▼

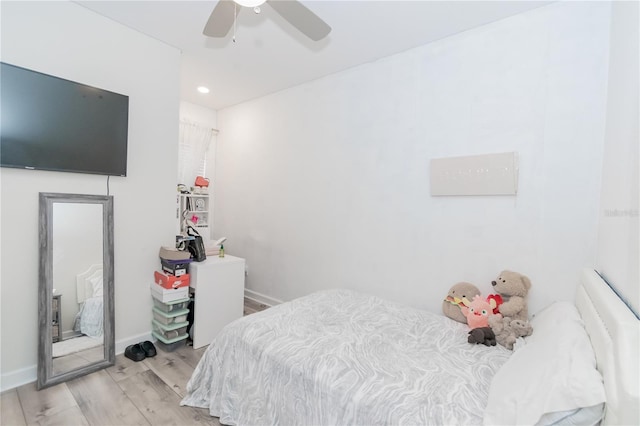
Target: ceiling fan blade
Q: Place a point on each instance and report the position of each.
(302, 18)
(221, 19)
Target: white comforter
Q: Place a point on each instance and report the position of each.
(339, 357)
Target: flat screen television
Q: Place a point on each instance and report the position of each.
(48, 123)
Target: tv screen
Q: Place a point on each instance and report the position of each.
(48, 123)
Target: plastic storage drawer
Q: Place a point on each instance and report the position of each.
(174, 306)
(170, 331)
(169, 345)
(170, 318)
(167, 295)
(170, 281)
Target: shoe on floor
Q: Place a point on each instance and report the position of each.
(135, 352)
(148, 348)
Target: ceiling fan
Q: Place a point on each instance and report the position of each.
(224, 14)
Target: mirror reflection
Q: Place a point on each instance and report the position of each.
(75, 302)
(77, 294)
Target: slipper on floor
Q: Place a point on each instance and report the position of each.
(148, 348)
(135, 352)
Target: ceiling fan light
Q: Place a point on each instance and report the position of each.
(250, 3)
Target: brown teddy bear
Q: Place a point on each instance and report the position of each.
(508, 330)
(461, 294)
(513, 287)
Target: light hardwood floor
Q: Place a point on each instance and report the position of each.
(129, 393)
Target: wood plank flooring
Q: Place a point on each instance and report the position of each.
(129, 393)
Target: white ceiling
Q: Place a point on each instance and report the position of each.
(270, 55)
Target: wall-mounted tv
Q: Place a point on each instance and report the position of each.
(48, 123)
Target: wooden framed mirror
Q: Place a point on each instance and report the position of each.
(75, 300)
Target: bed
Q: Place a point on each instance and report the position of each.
(341, 357)
(89, 295)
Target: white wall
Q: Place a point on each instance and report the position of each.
(69, 41)
(618, 254)
(326, 184)
(78, 242)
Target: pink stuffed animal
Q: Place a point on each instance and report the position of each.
(478, 312)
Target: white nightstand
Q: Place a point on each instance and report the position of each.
(219, 295)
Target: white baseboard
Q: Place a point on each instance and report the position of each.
(261, 298)
(22, 376)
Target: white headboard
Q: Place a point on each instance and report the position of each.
(84, 287)
(615, 335)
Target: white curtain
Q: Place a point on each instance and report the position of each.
(194, 143)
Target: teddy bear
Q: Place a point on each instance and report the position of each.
(484, 335)
(507, 330)
(459, 295)
(513, 287)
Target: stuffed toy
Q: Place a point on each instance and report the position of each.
(484, 335)
(478, 312)
(495, 300)
(507, 330)
(513, 287)
(459, 295)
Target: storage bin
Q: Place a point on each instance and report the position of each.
(170, 318)
(171, 281)
(170, 331)
(173, 306)
(175, 267)
(169, 345)
(167, 295)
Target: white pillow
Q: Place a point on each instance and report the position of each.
(555, 371)
(96, 285)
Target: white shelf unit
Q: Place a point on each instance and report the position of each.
(196, 208)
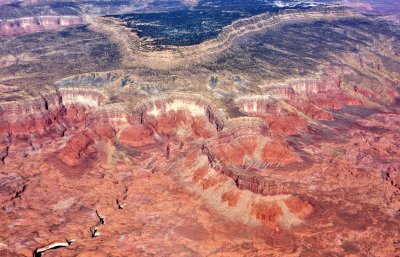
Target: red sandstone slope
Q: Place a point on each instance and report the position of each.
(181, 171)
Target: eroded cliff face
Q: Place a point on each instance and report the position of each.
(272, 170)
(195, 161)
(22, 26)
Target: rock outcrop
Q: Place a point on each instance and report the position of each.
(28, 25)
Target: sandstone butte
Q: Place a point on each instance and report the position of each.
(310, 167)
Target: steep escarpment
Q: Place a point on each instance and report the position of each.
(243, 169)
(259, 144)
(209, 49)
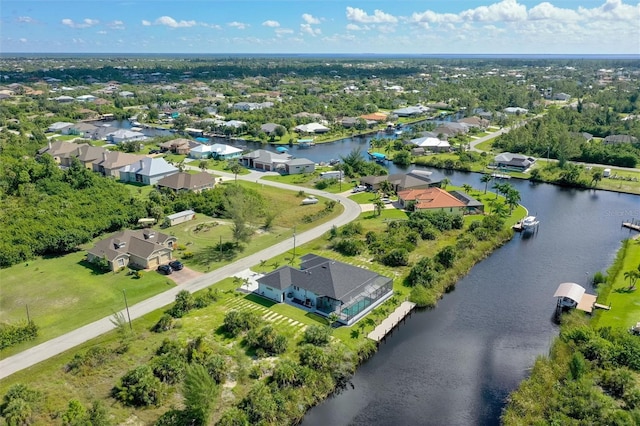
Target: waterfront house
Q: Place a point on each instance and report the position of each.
(514, 162)
(432, 199)
(326, 286)
(183, 181)
(144, 249)
(147, 171)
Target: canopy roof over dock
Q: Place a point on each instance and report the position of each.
(575, 292)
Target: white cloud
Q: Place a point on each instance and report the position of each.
(309, 19)
(85, 23)
(116, 25)
(506, 10)
(172, 23)
(308, 29)
(238, 25)
(283, 31)
(378, 17)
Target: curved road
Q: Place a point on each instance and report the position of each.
(69, 340)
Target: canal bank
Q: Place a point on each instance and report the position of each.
(457, 363)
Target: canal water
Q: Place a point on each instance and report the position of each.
(457, 363)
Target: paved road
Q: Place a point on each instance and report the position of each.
(67, 341)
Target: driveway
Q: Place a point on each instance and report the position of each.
(184, 275)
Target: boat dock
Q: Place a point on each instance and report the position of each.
(389, 323)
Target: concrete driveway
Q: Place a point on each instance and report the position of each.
(184, 275)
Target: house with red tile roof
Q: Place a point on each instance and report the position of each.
(433, 199)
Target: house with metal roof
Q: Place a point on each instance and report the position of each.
(325, 286)
(147, 171)
(144, 249)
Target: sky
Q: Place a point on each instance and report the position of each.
(321, 26)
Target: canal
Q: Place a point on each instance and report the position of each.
(457, 363)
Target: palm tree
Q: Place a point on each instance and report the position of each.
(486, 178)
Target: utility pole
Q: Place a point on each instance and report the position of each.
(127, 305)
(294, 242)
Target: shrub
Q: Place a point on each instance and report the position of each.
(318, 335)
(139, 388)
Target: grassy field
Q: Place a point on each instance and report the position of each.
(625, 303)
(62, 293)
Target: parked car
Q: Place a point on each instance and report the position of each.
(176, 265)
(309, 200)
(165, 269)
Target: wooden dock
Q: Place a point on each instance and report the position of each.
(391, 321)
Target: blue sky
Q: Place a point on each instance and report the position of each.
(327, 26)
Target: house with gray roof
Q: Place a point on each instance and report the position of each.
(147, 171)
(327, 286)
(146, 248)
(515, 162)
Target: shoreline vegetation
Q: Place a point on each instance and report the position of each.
(592, 372)
(251, 385)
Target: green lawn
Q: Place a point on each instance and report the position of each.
(625, 304)
(62, 293)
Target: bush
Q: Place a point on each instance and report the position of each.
(318, 335)
(139, 388)
(12, 334)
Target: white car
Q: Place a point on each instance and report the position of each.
(309, 200)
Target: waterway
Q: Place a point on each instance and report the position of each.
(457, 363)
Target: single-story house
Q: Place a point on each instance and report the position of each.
(59, 127)
(432, 144)
(434, 199)
(147, 171)
(187, 182)
(615, 139)
(516, 111)
(262, 159)
(145, 248)
(180, 217)
(112, 161)
(515, 162)
(311, 128)
(415, 179)
(473, 206)
(299, 166)
(327, 286)
(180, 146)
(123, 135)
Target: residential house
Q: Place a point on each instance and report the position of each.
(616, 139)
(59, 127)
(298, 166)
(112, 161)
(311, 128)
(147, 171)
(264, 160)
(431, 144)
(180, 217)
(144, 249)
(473, 206)
(325, 286)
(124, 135)
(415, 179)
(432, 199)
(515, 162)
(183, 181)
(180, 146)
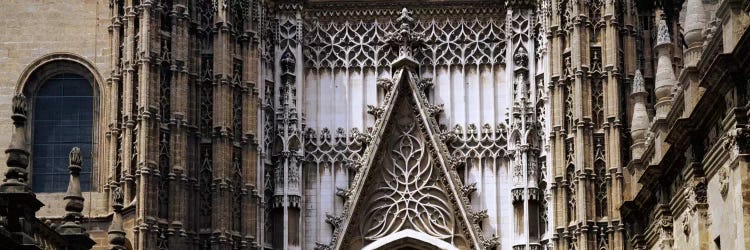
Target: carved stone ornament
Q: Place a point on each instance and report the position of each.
(723, 182)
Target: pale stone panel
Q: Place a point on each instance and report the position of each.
(489, 185)
(326, 205)
(473, 96)
(341, 181)
(487, 95)
(338, 97)
(443, 93)
(311, 200)
(312, 97)
(458, 98)
(356, 98)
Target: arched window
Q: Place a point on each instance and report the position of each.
(63, 116)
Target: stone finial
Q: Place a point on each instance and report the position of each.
(662, 34)
(695, 21)
(20, 107)
(638, 82)
(405, 39)
(71, 229)
(74, 198)
(116, 233)
(18, 156)
(640, 120)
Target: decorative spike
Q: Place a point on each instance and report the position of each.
(469, 189)
(18, 155)
(377, 112)
(640, 120)
(116, 233)
(492, 242)
(334, 221)
(343, 193)
(695, 21)
(71, 229)
(638, 82)
(478, 216)
(662, 35)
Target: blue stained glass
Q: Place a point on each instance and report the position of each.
(63, 119)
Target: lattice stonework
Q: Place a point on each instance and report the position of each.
(447, 42)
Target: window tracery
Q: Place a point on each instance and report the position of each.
(63, 118)
(363, 44)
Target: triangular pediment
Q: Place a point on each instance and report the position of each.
(405, 179)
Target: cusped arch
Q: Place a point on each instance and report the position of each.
(50, 66)
(53, 64)
(409, 238)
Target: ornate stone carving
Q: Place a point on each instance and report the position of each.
(478, 216)
(723, 175)
(467, 190)
(447, 41)
(334, 221)
(377, 112)
(413, 198)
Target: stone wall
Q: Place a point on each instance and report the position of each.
(31, 30)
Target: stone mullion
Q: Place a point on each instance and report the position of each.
(179, 184)
(114, 96)
(582, 141)
(250, 151)
(222, 120)
(127, 103)
(148, 134)
(610, 57)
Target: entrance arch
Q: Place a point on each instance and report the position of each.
(409, 239)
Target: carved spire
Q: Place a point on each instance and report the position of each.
(72, 229)
(695, 21)
(640, 122)
(665, 77)
(662, 35)
(116, 233)
(405, 38)
(638, 83)
(18, 156)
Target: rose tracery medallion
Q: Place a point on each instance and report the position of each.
(407, 195)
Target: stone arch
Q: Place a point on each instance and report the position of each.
(409, 239)
(57, 63)
(49, 66)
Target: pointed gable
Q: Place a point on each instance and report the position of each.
(405, 180)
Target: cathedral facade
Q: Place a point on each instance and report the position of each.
(324, 124)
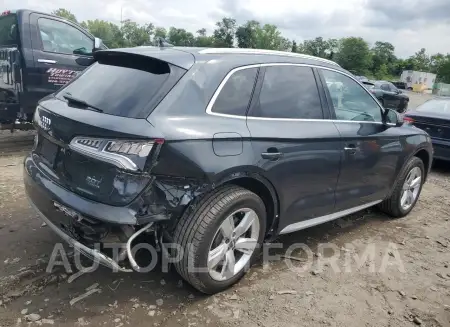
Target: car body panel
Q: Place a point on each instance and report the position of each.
(204, 150)
(437, 125)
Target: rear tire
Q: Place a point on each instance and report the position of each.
(396, 205)
(199, 228)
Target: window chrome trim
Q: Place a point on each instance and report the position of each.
(227, 77)
(219, 89)
(265, 52)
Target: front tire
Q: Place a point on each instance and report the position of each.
(220, 238)
(406, 189)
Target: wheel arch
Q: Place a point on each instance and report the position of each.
(262, 187)
(423, 155)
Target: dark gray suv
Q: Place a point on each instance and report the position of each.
(216, 151)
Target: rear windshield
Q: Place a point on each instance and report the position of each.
(9, 33)
(124, 85)
(436, 106)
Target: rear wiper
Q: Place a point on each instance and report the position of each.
(80, 102)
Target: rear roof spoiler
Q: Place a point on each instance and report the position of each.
(169, 55)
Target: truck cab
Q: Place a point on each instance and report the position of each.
(39, 53)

▲

■ Task directions: Restate word for word the entries above, starting at the line with "Target: canal water" and ending at the line with "Target: blue sky", inclusive, and no others.

■ Written answer:
Target: canal water
Q: Place a point on each instance and report the position of each.
(457, 363)
Target: paved road
Q: Place a point on each instance and report the position of each.
(67, 341)
Target: driveway
Q: Place a point on each instance and report the position of each.
(184, 275)
Target: boat dock
Q: Place a point on each instance and report the position of each.
(389, 323)
Target: concrete driveway
Q: Place a point on each instance and report the position of each.
(184, 275)
Target: house with red tile roof
Q: Place a point on each instance and report the position of each.
(433, 199)
Target: house with metal roof
Q: Place a point on each instance and report the position of each.
(325, 286)
(147, 171)
(144, 249)
Target: sky
Q: Place a point on each instance and report the position of each.
(321, 26)
Target: canal
Q: Place a point on each instance and report the position of each.
(457, 363)
Target: palm tree
Q: Place a point on each instance and report the position of each.
(486, 178)
Target: utility pole
Q: Place a point on each instance and report the position of each.
(127, 305)
(294, 242)
Target: shrub
Q: Place a point on each instance and report the position of each.
(318, 335)
(139, 388)
Target: grassy field
Q: Place a point on each instance and report the position of each.
(625, 303)
(62, 293)
Target: parked car
Q: Place a point on each instance and report the position of each.
(176, 265)
(309, 200)
(165, 269)
Target: wooden dock
Q: Place a point on each instance and report the position of each.
(391, 321)
Target: blue sky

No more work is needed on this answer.